=== ASSIGNMENT ===
Nothing but an exact copy of the listing should be given.

=== RECORD EXTRACTS ===

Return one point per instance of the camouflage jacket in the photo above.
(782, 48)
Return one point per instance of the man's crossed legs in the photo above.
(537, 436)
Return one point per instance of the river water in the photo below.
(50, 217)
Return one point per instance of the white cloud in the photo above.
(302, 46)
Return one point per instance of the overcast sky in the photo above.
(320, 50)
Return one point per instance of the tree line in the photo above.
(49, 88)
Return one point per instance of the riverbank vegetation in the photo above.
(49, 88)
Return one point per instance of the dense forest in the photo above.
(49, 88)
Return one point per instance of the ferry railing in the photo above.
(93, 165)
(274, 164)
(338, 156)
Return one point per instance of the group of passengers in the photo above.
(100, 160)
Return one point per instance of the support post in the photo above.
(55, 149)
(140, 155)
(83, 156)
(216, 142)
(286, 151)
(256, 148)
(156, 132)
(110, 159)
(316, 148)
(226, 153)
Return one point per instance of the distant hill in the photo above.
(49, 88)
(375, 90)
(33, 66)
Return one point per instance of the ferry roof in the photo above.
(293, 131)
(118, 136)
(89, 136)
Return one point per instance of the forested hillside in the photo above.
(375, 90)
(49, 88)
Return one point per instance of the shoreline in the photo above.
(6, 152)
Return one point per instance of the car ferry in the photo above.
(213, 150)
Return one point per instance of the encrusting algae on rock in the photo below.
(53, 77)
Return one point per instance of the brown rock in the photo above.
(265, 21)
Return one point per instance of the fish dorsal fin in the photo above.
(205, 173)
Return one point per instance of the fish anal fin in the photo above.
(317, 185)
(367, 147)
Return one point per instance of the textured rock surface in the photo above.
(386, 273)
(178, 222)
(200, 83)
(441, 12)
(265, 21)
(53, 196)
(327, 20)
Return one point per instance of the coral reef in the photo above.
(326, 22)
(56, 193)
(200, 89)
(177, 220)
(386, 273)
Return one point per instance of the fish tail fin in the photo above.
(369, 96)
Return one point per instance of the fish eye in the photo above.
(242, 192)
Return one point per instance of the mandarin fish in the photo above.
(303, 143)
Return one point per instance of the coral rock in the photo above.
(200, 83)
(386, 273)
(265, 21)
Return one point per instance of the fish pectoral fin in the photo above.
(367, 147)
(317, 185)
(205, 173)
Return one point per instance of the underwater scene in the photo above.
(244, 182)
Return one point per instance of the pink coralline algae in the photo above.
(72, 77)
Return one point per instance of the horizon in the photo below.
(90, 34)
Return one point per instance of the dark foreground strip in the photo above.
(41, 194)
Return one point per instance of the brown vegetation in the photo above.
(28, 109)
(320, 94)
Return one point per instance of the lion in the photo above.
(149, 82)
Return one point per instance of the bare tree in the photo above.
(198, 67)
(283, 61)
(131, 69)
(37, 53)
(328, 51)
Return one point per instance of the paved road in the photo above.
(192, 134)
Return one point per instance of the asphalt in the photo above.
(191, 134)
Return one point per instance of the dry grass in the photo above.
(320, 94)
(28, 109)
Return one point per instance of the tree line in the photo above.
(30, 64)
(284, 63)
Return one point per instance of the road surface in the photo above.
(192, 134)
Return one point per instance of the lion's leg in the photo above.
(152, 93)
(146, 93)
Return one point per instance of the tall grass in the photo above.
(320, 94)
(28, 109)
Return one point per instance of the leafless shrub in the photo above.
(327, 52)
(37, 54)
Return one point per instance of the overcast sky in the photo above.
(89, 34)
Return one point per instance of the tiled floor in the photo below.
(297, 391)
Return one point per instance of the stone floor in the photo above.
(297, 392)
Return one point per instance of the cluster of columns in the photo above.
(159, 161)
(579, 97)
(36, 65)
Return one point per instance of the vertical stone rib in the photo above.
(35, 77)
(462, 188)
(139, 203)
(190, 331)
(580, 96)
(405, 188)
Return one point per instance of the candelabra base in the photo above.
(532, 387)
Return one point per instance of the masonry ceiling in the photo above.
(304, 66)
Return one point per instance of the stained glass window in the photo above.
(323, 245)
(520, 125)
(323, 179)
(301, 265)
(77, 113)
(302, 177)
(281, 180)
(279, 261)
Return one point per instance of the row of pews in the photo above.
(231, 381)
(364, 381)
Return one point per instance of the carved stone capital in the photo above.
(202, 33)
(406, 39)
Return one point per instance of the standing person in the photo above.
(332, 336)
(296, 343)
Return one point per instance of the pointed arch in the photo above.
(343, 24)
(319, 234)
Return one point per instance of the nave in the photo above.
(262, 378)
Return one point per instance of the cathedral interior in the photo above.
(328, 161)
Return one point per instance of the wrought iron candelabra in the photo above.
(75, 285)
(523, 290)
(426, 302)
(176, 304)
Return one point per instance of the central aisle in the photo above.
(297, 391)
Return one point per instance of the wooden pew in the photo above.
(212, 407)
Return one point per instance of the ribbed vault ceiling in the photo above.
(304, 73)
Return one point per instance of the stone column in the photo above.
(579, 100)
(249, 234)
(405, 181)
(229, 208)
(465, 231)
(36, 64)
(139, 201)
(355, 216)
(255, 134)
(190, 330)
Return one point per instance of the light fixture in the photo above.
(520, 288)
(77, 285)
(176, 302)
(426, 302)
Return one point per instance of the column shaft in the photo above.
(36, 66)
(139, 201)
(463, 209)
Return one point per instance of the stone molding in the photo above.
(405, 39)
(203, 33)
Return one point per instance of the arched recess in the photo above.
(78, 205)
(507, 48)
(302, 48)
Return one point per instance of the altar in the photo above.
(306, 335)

=== SOLUTION FOR THIS PROBLEM ===
Return one point per instance of the camouflage jacket in the photo above.
(782, 48)
Return one point per instance of the man's crossed legs in the photo above.
(537, 436)
Return one point per instance of the river water in the photo below.
(50, 217)
Return one point per instance of the white cloud in the photo above.
(302, 46)
Return one point per instance of the overcast sky in the photo above.
(320, 50)
Return one point per instance of the tree line in the photo above.
(49, 88)
Return one point per instance of the riverbank vegetation in the photo above.
(49, 88)
Return one point per instance of the dense forest in the photo above.
(49, 88)
Return one point per instance of the ferry railing in the photo above.
(93, 165)
(274, 164)
(338, 156)
Return one point per instance of the group of passengers in the photo above.
(100, 160)
Return one point per instance of the support post in the photo above.
(55, 149)
(140, 155)
(83, 156)
(216, 142)
(286, 151)
(256, 148)
(156, 132)
(110, 159)
(316, 148)
(226, 153)
Return one point per instance of the distant hill in the photo above.
(49, 88)
(375, 90)
(33, 66)
Return one point per instance of the ferry roof in the photo above.
(293, 131)
(118, 136)
(89, 136)
Return one point per instance of the forested hillside in the photo above.
(375, 90)
(49, 88)
Return one point per instance of the shoreline in the photo above.
(6, 152)
Return one point per instance of the car ferry in the photo above.
(213, 150)
Return one point per instance of the encrusting algae on rock in the photo below.
(53, 77)
Return one point per instance of the brown rock in the photo above.
(265, 21)
Return one point per instance of the fish dorsal fin in the photo above.
(205, 173)
Return one point per instance of the fish anal fin in the photo above.
(317, 185)
(367, 147)
Return one point per instance of the textured rock surface in the photo above.
(386, 273)
(178, 222)
(200, 83)
(441, 12)
(265, 21)
(53, 196)
(327, 20)
Return one point per instance of the coral reef in the photo above.
(326, 22)
(56, 193)
(200, 89)
(177, 220)
(386, 273)
Return one point per instance of the fish tail fin in the photo above.
(369, 96)
Return one point per instance of the fish eye in the photo above.
(242, 192)
Return one point per instance of the mandarin fish in the photo above.
(303, 143)
Return one point per instance of the coral rock in the photo above.
(200, 83)
(386, 273)
(265, 21)
Return one point per instance of the fish pectoral fin in the photo above.
(367, 147)
(317, 185)
(205, 173)
Return one point per instance of the underwater scene in the photo above.
(244, 182)
Return one point per instance of the pink coralline algae in the photo above.
(72, 77)
Return one point per instance of the horizon in the photo below.
(90, 34)
Return one point per instance of the dark foreground strip in the photo above.
(41, 194)
Return one point per instance of the brown vegetation in the photo above.
(28, 109)
(320, 94)
Return one point per instance of the lion in the photo above.
(149, 82)
Return one point per instance of the bare tree in the photo above.
(198, 67)
(283, 61)
(131, 69)
(37, 53)
(328, 51)
Return one point per instance of the paved road in the photo above.
(192, 134)
Return one point per instance of the asphalt in the photo above.
(191, 134)
Return one point per instance of the dry grass in the photo above.
(320, 94)
(28, 109)
Return one point per instance of the tree line in the photo above.
(30, 64)
(284, 63)
Return one point per instance of the road surface in the photo above.
(192, 134)
Return one point per instance of the lion's leg in the photo above.
(152, 93)
(146, 93)
Return one point per instance of the tall grass in the photo above.
(320, 94)
(28, 109)
Return one point per instance of the leafless shrub in the photo above.
(327, 52)
(37, 54)
Return one point per instance of the overcast sky in the photo above.
(89, 34)
Return one point per instance of the tiled floor in the photo below.
(297, 391)
Return one point per instance of the stone floor in the photo above.
(297, 392)
Return one point per instance of the cluster of columns in the photo above.
(159, 161)
(579, 97)
(36, 65)
Return one point per instance of the vertical stone rib in the photo above.
(35, 77)
(462, 188)
(139, 203)
(190, 331)
(580, 96)
(405, 188)
Return one point per instance of the candelabra base in the photo above.
(532, 387)
Return one point per instance of the masonry ceiling in the photo above.
(304, 66)
Return one point per instance of the stained glass window in the photo above.
(323, 245)
(520, 125)
(323, 179)
(301, 265)
(77, 113)
(302, 177)
(281, 180)
(279, 261)
Return one point per instance of the row of pews in the photo above.
(231, 381)
(364, 381)
Return one point per instance of the carved stone capital in the photo above.
(202, 33)
(406, 39)
Return one point per instance of the standing person in the photo above.
(332, 336)
(296, 343)
Return one point per instance of the pointed arch in the photo above.
(343, 24)
(319, 234)
Return one point per instance of the nave in the photo above.
(262, 378)
Return one point per instance of the cathedral interior in the photo above.
(328, 161)
Return one point per instance of the wrought iron candelabra in the photo above.
(75, 285)
(523, 290)
(426, 302)
(176, 304)
Return one point per instance of the central aisle in the photo above.
(297, 391)
Return one point per instance of the wooden pew in the photo above.
(212, 407)
Return one point per instance of the ribbed vault ceiling in the photo above.
(304, 73)
Return one point per instance of the stone column in the photo above.
(579, 100)
(249, 234)
(405, 181)
(229, 208)
(465, 231)
(36, 64)
(139, 201)
(355, 216)
(255, 134)
(190, 330)
Return one point per instance of the light fixture in the photo above.
(520, 288)
(77, 285)
(176, 302)
(426, 302)
Return one point per instance of the column shaft in the photo above.
(36, 66)
(139, 201)
(463, 209)
Return one point per instance of the stone molding in the photo above.
(405, 39)
(203, 33)
Return one point per instance of the arched recess in the photo above.
(78, 205)
(507, 48)
(302, 48)
Return one point per instance of the altar in the photo above.
(306, 335)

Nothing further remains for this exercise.